### 抜粋 ###

アメリカ合衆国最南端の場所はハワイ島にあります。
サウス・ポイント
ハワイ語で「カ・ラエ」(”Ka Lae”)といい、「岬」とか「先端」という意味があります。
あまり聞いたことがない、という方がほとんどだと思います。
そもそもアメリカの最南端がハワイにあること自体を知らない人、多いんじゃないでしょうか?
そしてこの「カ・ラエ」には、もう一つの大きな意味があります。
この岬(カ・ラエ)こそポリネシアンが最初にハワイ上陸した場所なのです。
つまりこの場所から、ハワイの、ハワイ人の歴史が始まったのです。
いったいどんな景色が見れるのでしょうか?
なんせ情報が圧倒的にないのです。
観光ガイドブックにも小さく紹介されているだけです。
ハワイの歴史に興味がある僕は、自分の目で確かめるため、本来レンタカーが走行できない道路を走らせたことがあります。
果たしてどんなだったか。
そこは、空と海、草地と岩だらけの殺風景で荒涼とした景色が広がっているところでした。
人の手になるものは灯台と木製の釣り上げ機だけ。
その荒涼とした空気に包まれながら、太古の時代に思いを馳せます。
ポリネシアから人力だけのカヌーで太平洋を航海してやってきた人々に。
サウス・ポイントが持つ意味
サウス・ポイントにはなんもありません。
ハワイらしいといえばハワイらしいですが、あまりにも素っ気ない場所です。
「ここがアメリカ合衆国の最南端」といった碑はありません。
「アメリカ合衆国最南端訪問の記念グッズ」などもありません。
そもそも売店がありません。
空と海、草地と岩、ほとんどそれだけの景色が広がっているのです。
ではサウス・ポイントには本当になんもないのでしょうか?
違います。
ここにはハワイの、ハワイ人の歴史が始まった地であるという、とてつもなく大きな意味があるのです。
今の観光客が押し寄せるハワイ、にぎやかな楽園ハワイ、そんな姿とは全く違う姿があります。
でも確実に、ここから今のハワイは始まっているのです。
今から1300年以上前、西暦300年から700年くらいのことです。
タヒチのマルケサス諸島から、ポリネシアの人々が、サウス・ポイントにたどり着いたのです。

###

» **記述課題 1**
サウス・ポイントについての抜粋から、「そもそもアメリカの最南端がハ」を含む語句で始まり「人の手になるものは灯台と木製の釣り上げ機だけ。」で終わる部分を、そのまま書き写してください。
» **記述課題 2**
サウス・ポイントについての抜粋を、最後の文の後から書き継いでください。

### 抽出資料 ###

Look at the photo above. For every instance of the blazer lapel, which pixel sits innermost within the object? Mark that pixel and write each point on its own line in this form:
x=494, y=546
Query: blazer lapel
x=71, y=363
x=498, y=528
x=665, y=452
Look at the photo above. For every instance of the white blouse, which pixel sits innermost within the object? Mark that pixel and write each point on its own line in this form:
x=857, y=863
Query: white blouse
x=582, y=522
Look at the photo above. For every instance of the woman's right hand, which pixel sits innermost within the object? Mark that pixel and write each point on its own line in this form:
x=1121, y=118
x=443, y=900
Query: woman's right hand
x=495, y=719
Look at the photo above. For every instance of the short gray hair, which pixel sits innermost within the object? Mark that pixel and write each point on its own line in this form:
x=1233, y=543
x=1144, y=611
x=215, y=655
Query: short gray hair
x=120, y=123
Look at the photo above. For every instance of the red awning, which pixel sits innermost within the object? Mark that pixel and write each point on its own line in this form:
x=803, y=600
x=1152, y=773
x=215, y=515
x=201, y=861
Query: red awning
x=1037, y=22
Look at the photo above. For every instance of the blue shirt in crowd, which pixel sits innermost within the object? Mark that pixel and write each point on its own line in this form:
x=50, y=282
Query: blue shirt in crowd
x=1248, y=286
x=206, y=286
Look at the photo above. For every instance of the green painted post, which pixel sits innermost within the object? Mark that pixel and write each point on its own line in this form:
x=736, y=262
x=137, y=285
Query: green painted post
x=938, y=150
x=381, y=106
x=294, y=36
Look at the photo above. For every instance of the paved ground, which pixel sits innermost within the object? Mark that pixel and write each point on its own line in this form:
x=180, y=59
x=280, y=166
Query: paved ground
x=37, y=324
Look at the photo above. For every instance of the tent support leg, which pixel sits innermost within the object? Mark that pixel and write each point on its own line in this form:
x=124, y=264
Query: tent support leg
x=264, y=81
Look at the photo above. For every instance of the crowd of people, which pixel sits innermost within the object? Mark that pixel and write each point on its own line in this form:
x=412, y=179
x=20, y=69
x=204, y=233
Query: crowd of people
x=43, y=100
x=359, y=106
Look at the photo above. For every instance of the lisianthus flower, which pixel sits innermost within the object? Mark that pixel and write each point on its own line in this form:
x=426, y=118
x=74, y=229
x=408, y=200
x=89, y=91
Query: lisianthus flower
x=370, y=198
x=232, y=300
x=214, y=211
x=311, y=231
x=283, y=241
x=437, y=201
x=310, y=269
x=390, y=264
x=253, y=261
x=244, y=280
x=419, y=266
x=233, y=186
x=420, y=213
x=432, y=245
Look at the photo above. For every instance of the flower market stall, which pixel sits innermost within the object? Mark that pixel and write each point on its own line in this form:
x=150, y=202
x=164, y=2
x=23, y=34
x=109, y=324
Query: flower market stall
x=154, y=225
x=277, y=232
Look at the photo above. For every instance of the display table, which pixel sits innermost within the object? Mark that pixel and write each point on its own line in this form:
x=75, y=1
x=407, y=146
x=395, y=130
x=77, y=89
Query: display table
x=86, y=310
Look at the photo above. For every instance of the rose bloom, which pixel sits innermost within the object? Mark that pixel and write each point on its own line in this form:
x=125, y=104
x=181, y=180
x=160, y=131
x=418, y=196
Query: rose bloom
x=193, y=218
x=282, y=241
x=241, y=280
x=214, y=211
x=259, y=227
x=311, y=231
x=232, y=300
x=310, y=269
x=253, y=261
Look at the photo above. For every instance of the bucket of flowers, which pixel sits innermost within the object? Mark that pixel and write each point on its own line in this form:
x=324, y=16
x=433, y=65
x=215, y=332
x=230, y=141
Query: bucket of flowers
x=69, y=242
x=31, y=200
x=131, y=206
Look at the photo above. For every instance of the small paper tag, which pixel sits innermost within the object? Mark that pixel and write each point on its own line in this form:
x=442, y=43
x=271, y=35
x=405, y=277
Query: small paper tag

###

» **最終回答 1**
そもそもアメリカの最南端がハワイにあること自体を知らない人、多いんじゃないでしょうか?
そしてこの「カ・ラエ」には、もう一つの大きな意味があります。
この岬(カ・ラエ)こそポリネシアンが最初にハワイ上陸した場所なのです。
つまりこの場所から、ハワイの、ハワイ人の歴史が始まったのです。
いったいどんな景色が見れるのでしょうか?
なんせ情報が圧倒的にないのです。
観光ガイドブックにも小さく紹介されているだけです。
ハワイの歴史に興味がある僕は、自分の目で確かめるため、本来レンタカーが走行できない道路を走らせたことがあります。
果たしてどんなだったか。
そこは、空と海、草地と岩だらけの殺風景で荒涼とした景色が広がっているところでした。
人の手になるものは灯台と木製の釣り上げ機だけ。

» **最終回答 2**
太平洋の地図を広げてみるとわかりますが、ハワイからずっと南におりて、ちょい右寄りのところにマルケサス諸島があります。
こんなところから、カヌーにのって航海してきたのです。
GPSもコンパスも、地図すらない時代に!
荒涼とした地に立ち、その空気に包まれながら目を閉じ、太古の時代に思いを馳せます。
言葉にはできない何かが、胸の深いところにじわっとしてきました。
サウス・ポイントに来る意味なんだと感じます。
サウス・ポイントへのアクセス
サウス・ポイントにはどうやって行けばいいのでしょうか?
ハワイ島の南の先端なので、行き方自体はすごくシンプルです。
西側(カイルア・コナ)からでも、東側(ヒロ)からでも行けます。
とにかく南に向かって走るのです。
途中、町もあまりなく、ひたすらまっすぐの道です。
一直線で、車も少ないので、スピードを出しすぎないよう注意してください。
ちょっとわかりにくいですが、カフクとワイオヒヌというエリアの間です。
南に向かって折れている道がでてきます。
これがサウス・ポイントへの、サウス・ポイント・ロードです。
「アメリカ最南端のサウス・ポイントへ行く道」などという看板はありません。
家なんかもないので、目印になるようなものは皆無です。
小さな曲がり角なので、注意していないと通り過ぎてしまいそうです。
サウス・ポイント・ロードの注意点ですが、以前はレンタカーで走ることは許されていませんでした。
行くなら自己責任であることを覚悟しておきましょう。
ただし今は大丈夫なレンタカーも増えてきたみたいなので、事前に確認することをおすすめします。
ドライブマップでは悪路だという情報だったのですが、舗装されているところも多く運転はさほど難しくはありません。
でも、ところどころに大きな穴ボコが開いていたりするので、十分に気をつけてください。
サウス・ポイント・ロードの風景
道の両側には、荒涼とした風景が広がっています。
牧場があるのか、馬の姿も見えます。
よっぽど強い風が吹くのでしょう。
斜めに立っている木々や、風力発電用の風車も見えます。
途中で左に折れる道がでてきますが、真っ直ぐに進みましょう。
ちなみに左に行く道は、緑色の砂があるというグリーン・サンド・ビーチに向かう道です。
(現在は関係者以外は立ち入り禁止となっているようです。行こうと考えている方は最新情報を確認してくださいね。)
曲がらずにもう少しまっすぐに走ると、道が終わります。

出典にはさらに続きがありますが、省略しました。